■ **ASSIGNMENT**:
Those lines of the records that contain "cabinet" are to be located and copied.

[Collection entries]

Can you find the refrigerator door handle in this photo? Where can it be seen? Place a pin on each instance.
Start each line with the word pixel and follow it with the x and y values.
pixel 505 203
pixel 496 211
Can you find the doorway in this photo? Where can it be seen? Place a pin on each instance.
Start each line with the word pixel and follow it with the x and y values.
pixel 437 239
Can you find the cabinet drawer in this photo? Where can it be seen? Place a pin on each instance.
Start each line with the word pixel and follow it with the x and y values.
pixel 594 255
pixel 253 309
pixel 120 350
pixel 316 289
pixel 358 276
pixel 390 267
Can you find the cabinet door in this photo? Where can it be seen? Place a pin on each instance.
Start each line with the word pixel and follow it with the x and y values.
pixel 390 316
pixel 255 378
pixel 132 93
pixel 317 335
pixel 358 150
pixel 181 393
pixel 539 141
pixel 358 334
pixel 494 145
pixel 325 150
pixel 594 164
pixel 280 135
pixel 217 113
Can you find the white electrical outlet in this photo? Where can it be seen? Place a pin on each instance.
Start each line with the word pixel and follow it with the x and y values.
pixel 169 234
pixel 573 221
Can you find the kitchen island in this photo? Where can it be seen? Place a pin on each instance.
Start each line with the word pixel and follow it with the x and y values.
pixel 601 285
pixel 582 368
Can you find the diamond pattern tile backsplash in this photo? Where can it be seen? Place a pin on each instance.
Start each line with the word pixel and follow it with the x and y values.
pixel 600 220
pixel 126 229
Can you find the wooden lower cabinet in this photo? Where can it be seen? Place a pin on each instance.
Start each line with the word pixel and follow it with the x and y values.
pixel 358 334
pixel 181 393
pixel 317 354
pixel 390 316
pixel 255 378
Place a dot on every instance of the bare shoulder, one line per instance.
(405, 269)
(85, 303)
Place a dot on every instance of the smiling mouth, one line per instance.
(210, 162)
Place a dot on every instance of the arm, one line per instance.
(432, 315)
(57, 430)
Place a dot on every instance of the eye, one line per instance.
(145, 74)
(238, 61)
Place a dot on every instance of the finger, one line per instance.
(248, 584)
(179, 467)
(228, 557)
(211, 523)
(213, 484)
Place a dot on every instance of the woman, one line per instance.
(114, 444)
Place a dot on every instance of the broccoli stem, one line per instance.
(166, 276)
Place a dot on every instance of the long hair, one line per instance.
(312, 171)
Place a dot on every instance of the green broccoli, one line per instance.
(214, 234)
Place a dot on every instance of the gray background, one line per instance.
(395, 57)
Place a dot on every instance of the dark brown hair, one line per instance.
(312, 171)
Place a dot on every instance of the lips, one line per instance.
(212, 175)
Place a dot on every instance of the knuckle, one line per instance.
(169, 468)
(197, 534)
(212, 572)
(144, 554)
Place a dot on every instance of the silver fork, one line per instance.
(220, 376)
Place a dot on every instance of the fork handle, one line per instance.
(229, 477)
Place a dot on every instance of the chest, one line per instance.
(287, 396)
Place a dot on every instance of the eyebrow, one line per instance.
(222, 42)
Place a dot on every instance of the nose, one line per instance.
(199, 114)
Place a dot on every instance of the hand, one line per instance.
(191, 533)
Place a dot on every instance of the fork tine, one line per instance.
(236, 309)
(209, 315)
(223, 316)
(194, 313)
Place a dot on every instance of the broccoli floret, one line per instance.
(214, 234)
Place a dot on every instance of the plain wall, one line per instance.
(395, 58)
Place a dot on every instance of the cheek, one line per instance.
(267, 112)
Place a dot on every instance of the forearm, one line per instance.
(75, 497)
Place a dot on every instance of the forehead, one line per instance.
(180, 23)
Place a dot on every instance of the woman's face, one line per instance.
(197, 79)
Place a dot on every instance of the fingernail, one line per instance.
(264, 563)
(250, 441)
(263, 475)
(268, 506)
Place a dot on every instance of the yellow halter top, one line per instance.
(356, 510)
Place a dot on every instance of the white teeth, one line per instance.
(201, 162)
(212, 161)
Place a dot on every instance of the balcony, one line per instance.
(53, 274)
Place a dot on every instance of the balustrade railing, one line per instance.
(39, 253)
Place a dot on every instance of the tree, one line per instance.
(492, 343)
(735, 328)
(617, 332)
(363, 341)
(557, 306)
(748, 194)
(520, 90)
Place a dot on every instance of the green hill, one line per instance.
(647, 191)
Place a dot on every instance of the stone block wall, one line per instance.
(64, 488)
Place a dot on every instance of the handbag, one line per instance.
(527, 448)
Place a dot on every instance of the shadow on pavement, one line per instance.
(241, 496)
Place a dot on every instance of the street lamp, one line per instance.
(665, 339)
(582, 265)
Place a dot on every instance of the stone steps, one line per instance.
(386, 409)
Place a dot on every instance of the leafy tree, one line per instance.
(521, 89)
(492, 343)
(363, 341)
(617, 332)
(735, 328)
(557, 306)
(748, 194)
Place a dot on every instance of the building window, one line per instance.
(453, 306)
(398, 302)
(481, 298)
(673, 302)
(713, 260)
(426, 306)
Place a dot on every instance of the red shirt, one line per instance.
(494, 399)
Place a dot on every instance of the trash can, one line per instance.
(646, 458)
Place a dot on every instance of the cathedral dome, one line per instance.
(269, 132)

■ **WRITTEN RESPONSE**:
Can you find the cabinet drawer in this photo? Where can it be seen? Place a pin on each instance.
Can you find the cabinet door in this photo? Where can it be seen? Place a pin on each instance.
Can you find the wooden lower cabinet in this photo? Where can it be seen? Place a pin on each instance.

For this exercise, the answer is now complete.